* _DESCRIPTION OF THE TASK_: Please render the listing below as a Markdown table with the columns "Row" and "Listing line": one numbered row per line, with blank lines skipped and the pictures left out.
# START OF RECORDED DATA
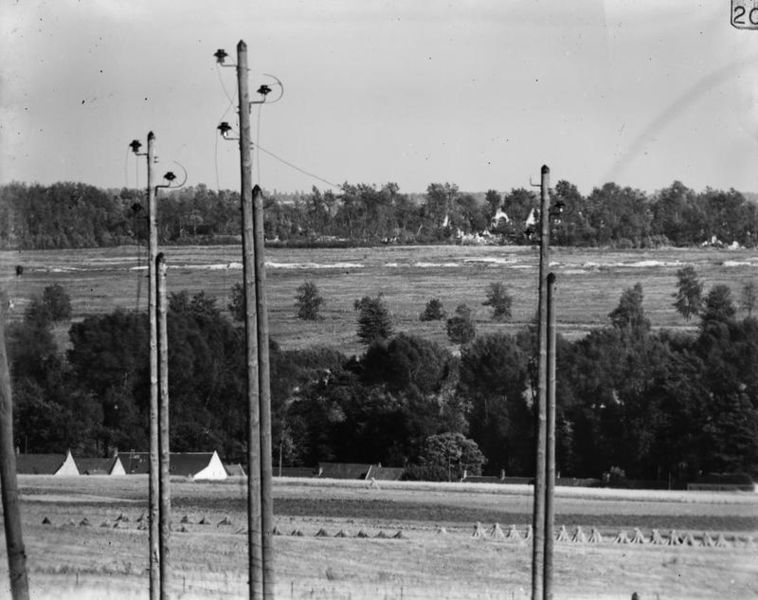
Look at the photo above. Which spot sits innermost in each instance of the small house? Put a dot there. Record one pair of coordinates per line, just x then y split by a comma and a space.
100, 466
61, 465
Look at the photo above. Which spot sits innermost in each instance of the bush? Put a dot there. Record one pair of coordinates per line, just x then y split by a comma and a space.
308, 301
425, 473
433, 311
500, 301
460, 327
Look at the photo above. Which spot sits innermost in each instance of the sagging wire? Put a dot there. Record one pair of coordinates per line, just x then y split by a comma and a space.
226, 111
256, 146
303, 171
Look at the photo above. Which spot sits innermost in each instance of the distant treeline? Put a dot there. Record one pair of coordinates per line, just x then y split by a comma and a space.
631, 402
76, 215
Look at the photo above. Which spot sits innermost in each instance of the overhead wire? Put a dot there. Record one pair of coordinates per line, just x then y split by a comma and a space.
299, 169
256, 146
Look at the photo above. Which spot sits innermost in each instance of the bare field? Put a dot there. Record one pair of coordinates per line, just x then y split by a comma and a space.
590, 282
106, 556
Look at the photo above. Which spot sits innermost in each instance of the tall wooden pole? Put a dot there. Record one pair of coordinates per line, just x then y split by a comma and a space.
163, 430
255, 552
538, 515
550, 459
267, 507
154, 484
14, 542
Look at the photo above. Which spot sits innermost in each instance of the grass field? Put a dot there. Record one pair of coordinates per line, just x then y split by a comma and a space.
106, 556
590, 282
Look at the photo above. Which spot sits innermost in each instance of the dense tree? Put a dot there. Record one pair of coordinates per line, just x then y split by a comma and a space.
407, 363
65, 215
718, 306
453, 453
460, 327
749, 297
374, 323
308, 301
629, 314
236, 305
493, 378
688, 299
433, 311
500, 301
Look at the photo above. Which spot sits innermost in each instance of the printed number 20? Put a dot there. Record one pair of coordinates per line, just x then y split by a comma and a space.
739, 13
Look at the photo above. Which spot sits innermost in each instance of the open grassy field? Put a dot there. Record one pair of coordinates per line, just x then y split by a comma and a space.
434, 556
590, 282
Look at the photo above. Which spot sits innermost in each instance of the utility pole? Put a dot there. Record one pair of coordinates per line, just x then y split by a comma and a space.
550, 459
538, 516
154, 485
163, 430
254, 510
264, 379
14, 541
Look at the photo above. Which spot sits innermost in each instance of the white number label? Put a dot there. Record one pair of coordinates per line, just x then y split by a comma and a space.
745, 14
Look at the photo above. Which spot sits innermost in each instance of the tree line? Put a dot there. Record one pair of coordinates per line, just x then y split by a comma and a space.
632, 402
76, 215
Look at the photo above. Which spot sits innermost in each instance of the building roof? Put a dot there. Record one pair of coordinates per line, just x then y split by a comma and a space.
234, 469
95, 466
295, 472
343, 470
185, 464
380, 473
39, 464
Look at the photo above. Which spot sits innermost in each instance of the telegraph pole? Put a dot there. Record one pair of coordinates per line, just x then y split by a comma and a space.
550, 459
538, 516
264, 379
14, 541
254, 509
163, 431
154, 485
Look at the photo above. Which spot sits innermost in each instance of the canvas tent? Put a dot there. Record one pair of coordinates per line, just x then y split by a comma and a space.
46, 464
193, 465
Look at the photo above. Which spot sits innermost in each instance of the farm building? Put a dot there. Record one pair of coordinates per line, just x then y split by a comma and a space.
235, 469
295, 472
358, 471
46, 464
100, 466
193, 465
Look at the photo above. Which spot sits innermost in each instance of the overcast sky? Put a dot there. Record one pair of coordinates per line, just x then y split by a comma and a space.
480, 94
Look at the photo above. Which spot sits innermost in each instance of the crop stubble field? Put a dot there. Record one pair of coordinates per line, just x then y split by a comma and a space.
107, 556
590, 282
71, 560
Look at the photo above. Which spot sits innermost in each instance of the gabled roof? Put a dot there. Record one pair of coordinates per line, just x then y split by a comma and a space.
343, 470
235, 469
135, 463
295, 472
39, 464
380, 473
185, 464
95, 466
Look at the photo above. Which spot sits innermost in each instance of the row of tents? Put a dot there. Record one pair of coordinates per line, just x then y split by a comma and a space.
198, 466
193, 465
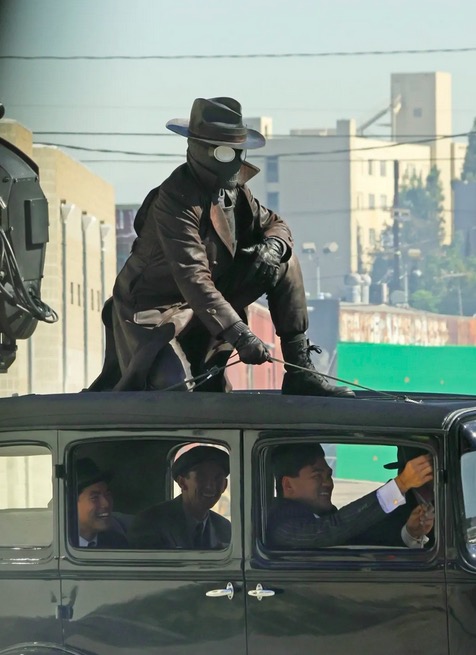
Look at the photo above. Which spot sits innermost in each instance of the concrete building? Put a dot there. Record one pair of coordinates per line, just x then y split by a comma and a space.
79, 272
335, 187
# END OF RECORDED DATA
* _TASK RESULT_:
| Row | Listing line |
|---|---|
| 1 | Look at the photo above. Which spot sits innermost in each instance of the small house? Put a dot there. Record one pair of coordinates per line, just x then y split by a comma and a space. |
| 2 | 100, 466 |
| 3 | 61, 465 |
| 4 | Look at the photo above. Which spot sits innermost in each instance of the bush? Put a dot there. Record one pair of coordinates per line, just x then y split by a comma and a space. |
| 5 | 308, 301 |
| 6 | 425, 473 |
| 7 | 433, 311 |
| 8 | 500, 301 |
| 9 | 460, 327 |
| 10 | Look at the photo above. Which spot sits innermost in each instance of the sagging wire? Put a dot there. Record one pair of coordinates per line, just x then y split by a comma and a space. |
| 11 | 226, 111 |
| 12 | 256, 146 |
| 13 | 303, 171 |
| 14 | Look at the photo above. Which spot sits innermost in each instance of the distant treeline? Put a dot there. Record one pair of coordinates per line, just x then y split by a comma and a space. |
| 15 | 631, 402 |
| 16 | 76, 215 |
| 17 | Look at the photo above. Which spot sits innermost in each instance of the overhead wire? Put a dot there. Record one pair of coordinates per line, just x then y split by a comma and a space. |
| 18 | 299, 169 |
| 19 | 256, 146 |
| 20 | Look at the photo above. Which spot sits innermost in each instance of the bare field? Put a dot there. Record one pair of coordinates per line, just x then y split by a comma and a space. |
| 21 | 590, 282 |
| 22 | 106, 556 |
| 23 | Look at the photo above. Which spot sits innermost in each instance of the tall wooden pole? Put a dot there. Record one pair of coordinates per line, just x then y split by a comma and a space. |
| 24 | 163, 430 |
| 25 | 255, 552 |
| 26 | 538, 515 |
| 27 | 550, 459 |
| 28 | 267, 507 |
| 29 | 154, 484 |
| 30 | 14, 542 |
| 31 | Look at the photo above. Which spot sits innermost in each instance of the grass field? Put a dot there. Record one pair of coordinates per line, just x then y split by a comma and a space. |
| 32 | 106, 556 |
| 33 | 590, 282 |
| 34 | Look at the photo above. Which spot sits innermost in each instance of the dense tree? Put a dot there. Record one pair of coordinates per line, just x then y split by a comma and a space. |
| 35 | 407, 363 |
| 36 | 65, 215 |
| 37 | 718, 306 |
| 38 | 453, 453 |
| 39 | 460, 327 |
| 40 | 749, 297 |
| 41 | 374, 323 |
| 42 | 308, 301 |
| 43 | 629, 314 |
| 44 | 236, 305 |
| 45 | 493, 378 |
| 46 | 688, 299 |
| 47 | 433, 311 |
| 48 | 500, 301 |
| 49 | Look at the photo above. Which spot sits innermost in each instance of the printed number 20? Put a dot there. Record one pair of coordinates per line, just x then y split by a comma and a space. |
| 50 | 739, 13 |
| 51 | Look at the photo above. Which spot sits innermost in each instance of the open grassy field? Put a dot there. Record one pair of coordinates per line, just x then y split by a comma and a space. |
| 52 | 434, 556 |
| 53 | 590, 282 |
| 54 | Look at the photo above. Which spot sits innermost in each instance of the utility pole? Put a dot there. Record one pair of coordinates per line, just x then y split by a comma and a space. |
| 55 | 550, 459 |
| 56 | 538, 516 |
| 57 | 154, 485 |
| 58 | 163, 430 |
| 59 | 254, 510 |
| 60 | 264, 379 |
| 61 | 14, 541 |
| 62 | Look at the photo above. Which spot sits innermost in each instance of the white number label? Put a dot there. Record one pair of coordinates per line, just x then y split by a comma and a space. |
| 63 | 745, 14 |
| 64 | Look at the photo above. Which spot sits innermost in each instance of the tree line? Put a dot there. Record one pair of coordinates per line, just x then y split by a comma and a space. |
| 65 | 632, 402 |
| 66 | 76, 215 |
| 67 | Look at the photo above. Which spot sits innermost in each instance of the building roof? Put a dot there. Record one pair of coordinates per line, just x then y split by a comma and a space. |
| 68 | 234, 469 |
| 69 | 95, 466 |
| 70 | 295, 472 |
| 71 | 343, 470 |
| 72 | 185, 464 |
| 73 | 380, 473 |
| 74 | 39, 464 |
| 75 | Look at the photo above. Which spot sits innermost in each instance of the telegraph pole? Put a dot there. Record one pair of coordinates per line, just x then y split by a comma and a space. |
| 76 | 550, 459 |
| 77 | 538, 516 |
| 78 | 264, 379 |
| 79 | 14, 541 |
| 80 | 254, 509 |
| 81 | 163, 431 |
| 82 | 154, 485 |
| 83 | Look at the photo above. Which spot sits innermost in each instance of the canvas tent? Put a dot there. Record one pair of coordinates per line, just x then y split by a comma and a space. |
| 84 | 46, 464 |
| 85 | 193, 465 |
| 86 | Look at the photo above. Which spot sits innermost in each instance of the farm building? Put a dot there. Record one pair of coordinates per line, just x then y split by a comma and a space. |
| 87 | 235, 469 |
| 88 | 295, 472 |
| 89 | 358, 471 |
| 90 | 46, 464 |
| 91 | 100, 466 |
| 92 | 193, 465 |
| 93 | Look at the photo above. Which spot sits innermost in each instance of the overcast sky? Put a dot there. Record one pair of coordinates per line, just x then y split by a comma and a space. |
| 94 | 480, 94 |
| 95 | Look at the photo above. Which spot sits innermost in each instance of the crop stubble field? Put a dot there. Record one pair of coordinates per line, just x then y split by a comma and a space. |
| 96 | 107, 556 |
| 97 | 590, 282 |
| 98 | 71, 560 |
| 99 | Look at the photo above. Which spot sits innermost in each instance of the gabled roof? Put a dot there. Record one pair of coordinates per line, just x then y split by a comma and a space. |
| 100 | 343, 470 |
| 101 | 235, 469 |
| 102 | 135, 463 |
| 103 | 295, 472 |
| 104 | 39, 464 |
| 105 | 380, 473 |
| 106 | 185, 464 |
| 107 | 95, 466 |
| 108 | Look at the photo above. Which spot sits innermost in each instance of the row of tents? Put a dot there. Record one pair of coordinates per line, just x then y split by a comma and a space. |
| 109 | 198, 466 |
| 110 | 193, 465 |
| 111 | Look at the photo above. Which spot sits innermost in each instance of the concrete building? Put a dot there. Record one pair of coordinates per line, just x then y split by a comma and a space. |
| 112 | 79, 272 |
| 113 | 335, 187 |